Data records:
━━━━━━━━━━━━━━━━━━━━━━━━━━━━━━

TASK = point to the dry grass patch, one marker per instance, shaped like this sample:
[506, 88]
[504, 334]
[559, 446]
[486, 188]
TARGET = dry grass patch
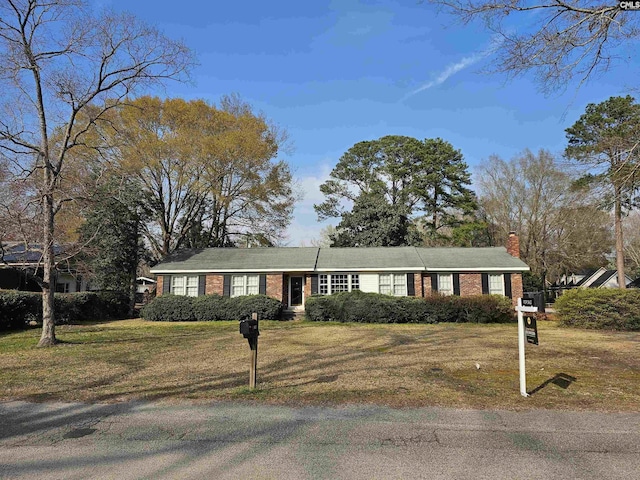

━━━━━━━━━━━━━━━━━━━━━━━━━━━━━━

From the records above, copy each line where the word "patch" can be found.

TASK = point to the dry grass patch, one marker per instance, shaped like this sample:
TARGET = dry grass patch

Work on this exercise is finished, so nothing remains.